• [YOUR ASSIGNMENT]:
In the post below about the Nolex browser extension, set down the text from "DEV Community" up to and including "stuck with me.", word for word.

• [DOCUMENT PASSAGE]:
DEV Community

Defyzzz
Defyzzz

Posted on

I Built a Browser Extension That Catches Your Secrets Before AI Does

We all do it. Copy a chunk of code, paste it into ChatGPT, ask "why doesn't this work?" — and accidentally send your AWS keys, database credentials, or a client's email along with it.

I did it once. I pasted a config file into Claude and realized — three seconds too late — that it contained a production database connection string. Nothing bad happened. But that "oh no" feeling stuck with me.

So I built Nolex — a Chrome extension that sits between your clipboard and AI platforms, scanning everything you upload or paste for sensitive data. If it finds something, it shows you exactly what and lets you redact it before sending.

The key part: everything runs locally in your browser. No servers, no cloud, no telemetry. Your data never leaves your machine.

• [ENTRIES SHOWN]:
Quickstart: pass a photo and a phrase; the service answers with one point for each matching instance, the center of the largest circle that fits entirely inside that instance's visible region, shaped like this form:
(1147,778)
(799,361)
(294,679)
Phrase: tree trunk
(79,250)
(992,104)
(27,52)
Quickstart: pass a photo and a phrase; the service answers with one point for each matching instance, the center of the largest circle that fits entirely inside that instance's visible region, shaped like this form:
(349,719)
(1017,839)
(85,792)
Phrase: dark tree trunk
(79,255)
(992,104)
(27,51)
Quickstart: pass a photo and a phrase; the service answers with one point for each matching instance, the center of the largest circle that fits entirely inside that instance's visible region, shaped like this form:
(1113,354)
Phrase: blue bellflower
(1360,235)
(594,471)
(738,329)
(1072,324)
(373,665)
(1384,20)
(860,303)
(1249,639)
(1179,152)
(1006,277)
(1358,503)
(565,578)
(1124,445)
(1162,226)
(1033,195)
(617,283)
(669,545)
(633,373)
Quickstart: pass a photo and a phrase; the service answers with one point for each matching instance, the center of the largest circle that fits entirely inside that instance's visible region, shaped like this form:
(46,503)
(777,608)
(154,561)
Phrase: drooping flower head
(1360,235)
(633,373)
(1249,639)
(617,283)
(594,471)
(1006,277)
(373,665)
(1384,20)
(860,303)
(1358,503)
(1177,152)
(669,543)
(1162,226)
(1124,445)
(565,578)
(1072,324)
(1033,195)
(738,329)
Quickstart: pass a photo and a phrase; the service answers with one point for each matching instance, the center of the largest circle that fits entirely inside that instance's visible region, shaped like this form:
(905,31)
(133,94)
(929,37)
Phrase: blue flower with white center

• [EXPECTED ANSWER]:
DEV Community

Defyzzz
Defyzzz

Posted on

I Built a Browser Extension That Catches Your Secrets Before AI Does

We all do it. Copy a chunk of code, paste it into ChatGPT, ask "why doesn't this work?" — and accidentally send your AWS keys, database credentials, or a client's email along with it.

I did it once. I pasted a config file into Claude and realized — three seconds too late — that it contained a production database connection string. Nothing bad happened. But that "oh no" feeling stuck with me.